***** Extract

SSP Group plc (LON:SSPG) has raised £216mln from an emergency placing launched on Wednesday morning to cope with the immediate hit of the pandemic.
The operator of food and drink outlets in airports and train stations said it would sell up to 19.99% of its entire issued capital to raise £200mln.
READ: SSP adds name to growing list of coronavirus warnings
Its investment banks Barclays, JP Morgan, Goldman Sachs and HSBC sold 86mln shares or 16% of the company at the price of 250p each, a 6.2% premium to Tuesday's closing price and a 7.7% discount to the middle market price when the sum was agreed.
It also agreed on a new bank facility of up to £112.5mln with HSBC.
In a separate announcement, the FTSE 250-listed firm warned revenues for March are expected to drop by 40-45%, hitting operating profit by £50-60mln, as the pandemic hits travel activity.

**********

Copy the passage of the SSP placing report from "SSP Group plc" through "hits travel activity." word for word.

***** Record excerpts

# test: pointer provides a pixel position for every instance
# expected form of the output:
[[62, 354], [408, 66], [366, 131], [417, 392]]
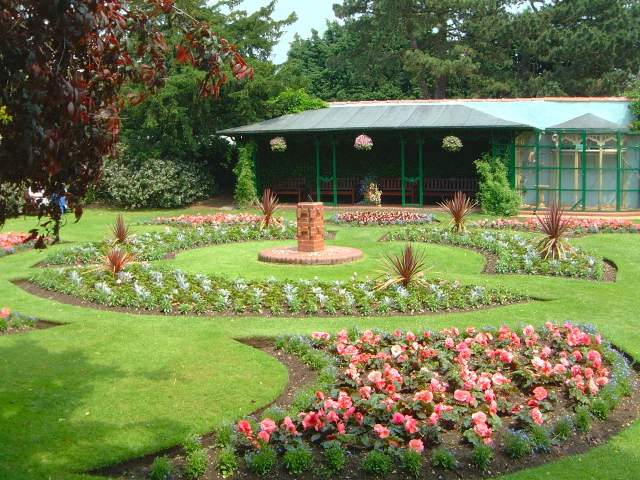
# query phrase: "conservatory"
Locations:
[[578, 152]]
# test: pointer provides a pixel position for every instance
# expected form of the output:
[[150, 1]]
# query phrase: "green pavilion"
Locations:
[[578, 152]]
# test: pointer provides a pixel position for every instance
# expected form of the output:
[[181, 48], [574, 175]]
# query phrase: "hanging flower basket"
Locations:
[[278, 144], [363, 143], [451, 144]]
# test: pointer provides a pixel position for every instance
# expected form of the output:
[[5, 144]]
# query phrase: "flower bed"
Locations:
[[14, 322], [576, 225], [157, 245], [514, 253], [12, 242], [390, 217], [217, 219], [464, 396], [142, 286]]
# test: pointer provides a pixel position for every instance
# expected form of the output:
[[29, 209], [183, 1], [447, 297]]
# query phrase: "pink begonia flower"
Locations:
[[423, 396], [416, 445], [536, 416], [479, 417], [245, 427], [288, 424], [540, 393], [268, 425], [398, 418], [411, 425], [381, 430]]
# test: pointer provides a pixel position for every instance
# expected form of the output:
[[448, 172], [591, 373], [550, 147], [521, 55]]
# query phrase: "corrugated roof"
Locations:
[[607, 113]]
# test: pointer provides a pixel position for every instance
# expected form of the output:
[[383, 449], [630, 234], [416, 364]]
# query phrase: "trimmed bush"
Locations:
[[245, 193], [137, 182], [495, 194]]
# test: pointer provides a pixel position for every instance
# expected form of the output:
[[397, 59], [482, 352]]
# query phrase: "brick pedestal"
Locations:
[[310, 216]]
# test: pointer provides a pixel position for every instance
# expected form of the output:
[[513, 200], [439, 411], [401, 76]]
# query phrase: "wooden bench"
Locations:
[[392, 187], [446, 187], [289, 186], [344, 187]]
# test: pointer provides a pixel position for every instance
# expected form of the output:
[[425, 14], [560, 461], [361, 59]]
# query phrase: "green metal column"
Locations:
[[317, 144], [618, 172], [421, 171], [334, 173], [537, 168], [584, 170]]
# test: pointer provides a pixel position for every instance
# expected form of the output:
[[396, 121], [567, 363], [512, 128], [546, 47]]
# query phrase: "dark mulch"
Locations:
[[301, 375], [38, 291]]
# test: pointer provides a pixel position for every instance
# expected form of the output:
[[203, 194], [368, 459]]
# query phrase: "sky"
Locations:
[[312, 14]]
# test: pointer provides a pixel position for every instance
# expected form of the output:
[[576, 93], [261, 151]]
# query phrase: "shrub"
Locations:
[[12, 198], [540, 439], [554, 228], [583, 419], [377, 463], [227, 463], [495, 194], [405, 268], [516, 444], [411, 462], [161, 469], [196, 463], [482, 456], [443, 458], [298, 460], [245, 192], [459, 207], [335, 457], [262, 461], [563, 429], [136, 182]]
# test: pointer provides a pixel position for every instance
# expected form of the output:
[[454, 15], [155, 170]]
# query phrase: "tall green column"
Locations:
[[402, 168], [317, 145], [421, 170], [334, 175]]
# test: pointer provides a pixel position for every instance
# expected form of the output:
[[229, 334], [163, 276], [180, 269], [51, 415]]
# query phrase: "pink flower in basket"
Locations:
[[363, 142]]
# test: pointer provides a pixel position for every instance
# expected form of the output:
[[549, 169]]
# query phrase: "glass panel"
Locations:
[[571, 179], [570, 198], [631, 180], [631, 200], [631, 159], [548, 158], [525, 157]]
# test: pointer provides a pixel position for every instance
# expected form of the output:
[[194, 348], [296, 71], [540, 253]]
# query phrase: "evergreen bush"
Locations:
[[496, 196]]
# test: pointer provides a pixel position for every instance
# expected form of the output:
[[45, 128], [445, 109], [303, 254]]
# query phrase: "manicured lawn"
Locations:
[[108, 386]]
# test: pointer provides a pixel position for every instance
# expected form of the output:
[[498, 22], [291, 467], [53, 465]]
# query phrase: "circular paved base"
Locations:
[[331, 255]]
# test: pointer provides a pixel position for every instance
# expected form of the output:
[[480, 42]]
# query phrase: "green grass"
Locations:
[[108, 386]]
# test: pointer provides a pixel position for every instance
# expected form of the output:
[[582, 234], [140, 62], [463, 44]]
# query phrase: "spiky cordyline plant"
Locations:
[[116, 260], [554, 227], [405, 268], [459, 207], [268, 206], [120, 230]]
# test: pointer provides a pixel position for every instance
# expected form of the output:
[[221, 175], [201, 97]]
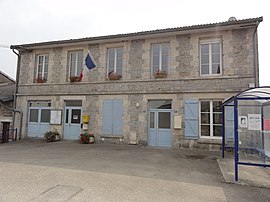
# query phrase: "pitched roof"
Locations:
[[4, 78], [233, 22]]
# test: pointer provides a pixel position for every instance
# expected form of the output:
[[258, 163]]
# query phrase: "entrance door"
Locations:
[[38, 123], [72, 128], [5, 132], [159, 128]]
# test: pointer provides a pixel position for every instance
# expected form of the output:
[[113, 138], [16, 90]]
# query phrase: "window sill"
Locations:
[[112, 136], [209, 140]]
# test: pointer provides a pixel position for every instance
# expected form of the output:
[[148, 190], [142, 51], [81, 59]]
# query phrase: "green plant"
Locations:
[[52, 136]]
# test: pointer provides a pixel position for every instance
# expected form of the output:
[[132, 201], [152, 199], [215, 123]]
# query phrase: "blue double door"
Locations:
[[72, 125], [159, 128]]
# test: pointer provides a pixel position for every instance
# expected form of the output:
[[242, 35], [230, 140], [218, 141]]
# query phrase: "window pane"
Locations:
[[165, 61], [45, 116], [215, 69], [217, 106], [217, 131], [205, 106], [33, 115], [74, 103], [205, 59], [155, 49], [205, 118], [205, 130], [215, 48], [152, 120], [76, 116], [204, 49], [165, 49], [217, 118], [164, 120], [67, 115], [204, 69], [155, 60], [215, 58]]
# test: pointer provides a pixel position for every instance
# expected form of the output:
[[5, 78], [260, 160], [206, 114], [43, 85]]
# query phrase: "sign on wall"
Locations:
[[56, 117], [254, 122]]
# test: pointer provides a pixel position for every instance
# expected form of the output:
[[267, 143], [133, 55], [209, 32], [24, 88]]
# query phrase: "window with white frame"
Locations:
[[211, 118], [210, 57], [115, 61], [42, 67], [75, 63], [160, 57]]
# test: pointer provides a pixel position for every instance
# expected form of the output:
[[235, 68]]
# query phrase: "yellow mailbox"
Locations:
[[86, 118]]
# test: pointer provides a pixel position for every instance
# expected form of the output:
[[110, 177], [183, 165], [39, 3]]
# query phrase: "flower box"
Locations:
[[160, 74], [40, 80], [74, 79], [114, 76]]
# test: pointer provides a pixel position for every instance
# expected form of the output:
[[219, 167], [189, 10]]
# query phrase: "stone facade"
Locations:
[[137, 85]]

**********

# Result of this exercise:
SSP Group plc (LON:SSPG) has raised £216mln from an emergency placing launched on Wednesday morning to cope with the immediate hit of the pandemic.
The operator of food and drink outlets in airports and train stations said it would sell up to 19.99% of its entire issued capital to raise £200mln.
READ: SSP adds name to growing list of coronavirus warnings
Its investment banks Barclays, JP Morgan, Goldman Sachs and HSBC sold 86mln shares or 16% of the company at the price of 250p each, a 6.2% premium to Tuesday's closing price and a 7.7% discount to the middle market price when the sum was agreed.
It also agreed on a new bank facility of up to £112.5mln with HSBC.
In a separate announcement, the FTSE 250-listed firm warned revenues for March are expected to drop by 40-45%, hitting operating profit by £50-60mln, as the pandemic hits travel activity.